Compro biologico e mi sento meglio. Sono convinta, inconsciamente, che il prodotto che andrò a mangiare non solo sia più sano, più controllato, più sicuro, magari più buono, ma sia anche locale. Ovvero che rispetti quella filiera corta che garantisce la sua genuinità e freschezza. E che risparmia in termini di trasporto del prodotto, con costi di emissioni di Co2 ridotti. Del resto biologico fa rima con filiera corta, no? No. Biologico significa biologico, non significa kilometro zero. Ed ecco che, sorpresa, spesso i prodotti biologici che compriamo in Italia sono stati prodotti.. all’estero.

Basta una piccola ricerca nei siti delle case produttrici per scoprire, ad esempio, che quella buonissima marmellata biologica è prodotta con frutta proveniente dalla Bulgaria. Lo stesso dicasi per l’omologa squisita crema di nocciole… biologiche sì, ma non proprio piemontesi. Provengono dalla provincia di Montana, ai confini con la Serbia.

Per non parlare del latte a lunga conservazione: bio sì, ma munto da mucche allevate in Slovenia, Germania, Francia. Cosi’ come lo Yogurt: spesso anche quello biologico “naturale al 100%”, ma – basta leggere dal sito – “a partire da latte fresco italiano”, tradotto: solo una percentuale di latte è delle nostre mucche.

Recentemente la Coop ha messo a disposizione un’ app per i nostri smartphone, si chiama Coop Origini e come dice il nome serve proprio a determinare il luogo di provenienza degli ingredienti che compongono i prodotti Coop. Compro spesso la pizza margherita surgelata biologica, con farina di Kamut. Invitante e più leggera, una cena veloce che mette insieme gusto e sapori “verdi”. Non ho resistito ad utilizzare la app appena scaricata per sapere da dove venissero questi prodotti genuini e con sorpresa ho scoperto che quella farina proviene da Stati Uniti e Canada, dove la coltivazione del Kamut va per la maggiore.

Ma perché utilizzare farine bio tanto lontane? La spiegazione non è solo economica. Certo, coltivare in Bulgaria o allevare in Slovenia costa molto meno a livello di manodopera e di tassazione. Ma c’è di più. I terreni da coltivazioni biologiche, infatti, devono avere caratteristiche particolari; ovvero devono essere posizionate in zone lontane da sorgenti d’inquinamento (traffico stradale, industrie, discariche ecc…), ma anche da terreni coltivati con fertilizzanti e pesticida, per evitare eventuali contaminazioni.

Inoltre, caratteristica non facile da trovare, devono essere incolti da lungo tempo per poter ottenere le certificazioni di prodotto biologico. Con queste regole, in Italia diventa quindi molto difficile poter individuare aree di coltivazione biologica.

Ed ecco quindi che ‘l’erba del vicino diventa più verde”, anche perché non c’e’ nulla di irregolare. L’importazione di prodotti da agricoltura biologica può avvenire solo con Paesi terzi autorizzati dalla Commissione Ue e che figurano nel regolamento Cee, oppure da Paesi terzi ai quali viene rilasciata una specifica autorizzazione all’importazione.

Insomma, ammesso e non concesso che i controlli delle autorità tedesche, bulgare, rumene &co siano equivalenti a quelli che avvengono nel nostro Paese, la questione è di… etichetta. Il problema come sempre è legato alla chiarezza.

Comprereste ugualmente un prodotto biologico se fosse ben specificato che la materia prima proviene dalla Moldavia? Oppure optereste per il suo vicino di scaffale, magari non bio ma davvero a kilometro zero?

> Dati estratti
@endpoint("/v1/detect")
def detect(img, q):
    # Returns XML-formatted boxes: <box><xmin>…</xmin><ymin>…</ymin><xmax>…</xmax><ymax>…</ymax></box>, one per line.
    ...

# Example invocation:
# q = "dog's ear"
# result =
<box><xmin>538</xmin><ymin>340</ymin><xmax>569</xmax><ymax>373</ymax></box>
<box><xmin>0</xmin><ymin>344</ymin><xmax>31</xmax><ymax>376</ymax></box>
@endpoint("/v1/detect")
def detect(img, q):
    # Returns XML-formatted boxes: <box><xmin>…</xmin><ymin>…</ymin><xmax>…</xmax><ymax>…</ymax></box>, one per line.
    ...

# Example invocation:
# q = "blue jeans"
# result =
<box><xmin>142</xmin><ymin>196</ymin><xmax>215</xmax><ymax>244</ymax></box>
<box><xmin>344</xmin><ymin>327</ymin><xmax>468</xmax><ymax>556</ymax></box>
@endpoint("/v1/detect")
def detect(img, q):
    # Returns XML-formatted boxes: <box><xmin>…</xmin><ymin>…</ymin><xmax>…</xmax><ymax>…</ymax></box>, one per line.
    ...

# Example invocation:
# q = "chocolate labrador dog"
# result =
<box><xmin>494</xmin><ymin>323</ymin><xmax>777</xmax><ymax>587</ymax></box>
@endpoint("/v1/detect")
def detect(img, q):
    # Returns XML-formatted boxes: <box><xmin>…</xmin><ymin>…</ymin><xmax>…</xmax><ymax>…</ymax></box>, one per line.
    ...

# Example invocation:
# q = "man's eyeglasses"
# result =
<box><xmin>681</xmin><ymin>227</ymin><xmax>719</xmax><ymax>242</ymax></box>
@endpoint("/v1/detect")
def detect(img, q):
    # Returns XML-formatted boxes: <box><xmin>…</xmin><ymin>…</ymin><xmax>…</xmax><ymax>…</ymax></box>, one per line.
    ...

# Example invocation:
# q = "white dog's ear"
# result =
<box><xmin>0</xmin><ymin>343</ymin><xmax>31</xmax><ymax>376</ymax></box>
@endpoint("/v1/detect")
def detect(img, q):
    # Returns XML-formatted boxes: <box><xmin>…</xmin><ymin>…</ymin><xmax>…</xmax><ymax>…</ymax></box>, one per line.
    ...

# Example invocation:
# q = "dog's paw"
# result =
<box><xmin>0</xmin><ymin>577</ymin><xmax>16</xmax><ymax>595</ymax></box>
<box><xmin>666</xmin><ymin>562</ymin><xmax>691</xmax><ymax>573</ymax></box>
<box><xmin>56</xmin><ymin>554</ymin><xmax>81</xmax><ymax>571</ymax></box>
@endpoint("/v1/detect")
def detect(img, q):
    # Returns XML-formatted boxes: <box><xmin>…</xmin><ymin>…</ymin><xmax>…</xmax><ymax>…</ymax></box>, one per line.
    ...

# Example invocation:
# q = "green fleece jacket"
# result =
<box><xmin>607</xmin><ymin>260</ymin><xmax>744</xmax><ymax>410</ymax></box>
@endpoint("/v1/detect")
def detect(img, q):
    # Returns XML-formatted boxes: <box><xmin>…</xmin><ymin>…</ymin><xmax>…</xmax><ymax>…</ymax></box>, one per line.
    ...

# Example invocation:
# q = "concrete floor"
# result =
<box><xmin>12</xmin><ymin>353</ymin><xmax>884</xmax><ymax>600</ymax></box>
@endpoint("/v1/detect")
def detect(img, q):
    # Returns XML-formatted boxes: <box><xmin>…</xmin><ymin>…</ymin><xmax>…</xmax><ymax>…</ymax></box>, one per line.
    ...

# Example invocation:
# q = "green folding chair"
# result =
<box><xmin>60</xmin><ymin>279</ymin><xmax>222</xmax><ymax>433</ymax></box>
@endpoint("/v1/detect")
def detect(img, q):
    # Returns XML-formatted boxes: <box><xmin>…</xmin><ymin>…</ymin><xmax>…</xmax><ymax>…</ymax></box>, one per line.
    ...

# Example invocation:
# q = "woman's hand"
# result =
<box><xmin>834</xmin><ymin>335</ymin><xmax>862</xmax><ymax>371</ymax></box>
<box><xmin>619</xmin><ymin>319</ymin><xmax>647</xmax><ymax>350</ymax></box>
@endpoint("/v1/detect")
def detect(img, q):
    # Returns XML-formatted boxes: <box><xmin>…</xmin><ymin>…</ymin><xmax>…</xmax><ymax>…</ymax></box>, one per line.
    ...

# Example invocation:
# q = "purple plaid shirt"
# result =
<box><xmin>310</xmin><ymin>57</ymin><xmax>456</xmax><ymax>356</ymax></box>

> Compito 1
Rispondi alle seguenti domande sul testo dedicato ai prodotti biologici.
(a) Da quale paese proviene la frutta usata per la marmellata biologica?
(b) Come si chiama l'app che la Coop ha messo a disposizione?
(c) Da dove proviene la farina di Kamut della pizza margherita surgelata biologica?
> Compito 2
Elenca tutti i paesi stranieri che il testo sui prodotti biologici cita con il loro nome.
> Compito 3
Trascrivi dal testo sui prodotti biologici tutto il passo che va da "Ed ecco quindi" fino a "legato alla chiarezza.".

> Risposta 1
(a) Dalla Bulgaria.
(b) Coop Origini.
(c) Da Stati Uniti e Canada.

> Risposta 2
Bulgaria, Serbia, Slovenia, Germania, Francia, Stati Uniti, Canada, Moldavia.

> Risposta 3
Ed ecco quindi che ‘l’erba del vicino diventa più verde”, anche perché non c’e’ nulla di irregolare. L’importazione di prodotti da agricoltura biologica può avvenire solo con Paesi terzi autorizzati dalla Commissione Ue e che figurano nel regolamento Cee, oppure da Paesi terzi ai quali viene rilasciata una specifica autorizzazione all’importazione.

Insomma, ammesso e non concesso che i controlli delle autorità tedesche, bulgare, rumene &co siano equivalenti a quelli che avvengono nel nostro Paese, la questione è di… etichetta. Il problema come sempre è legato alla chiarezza.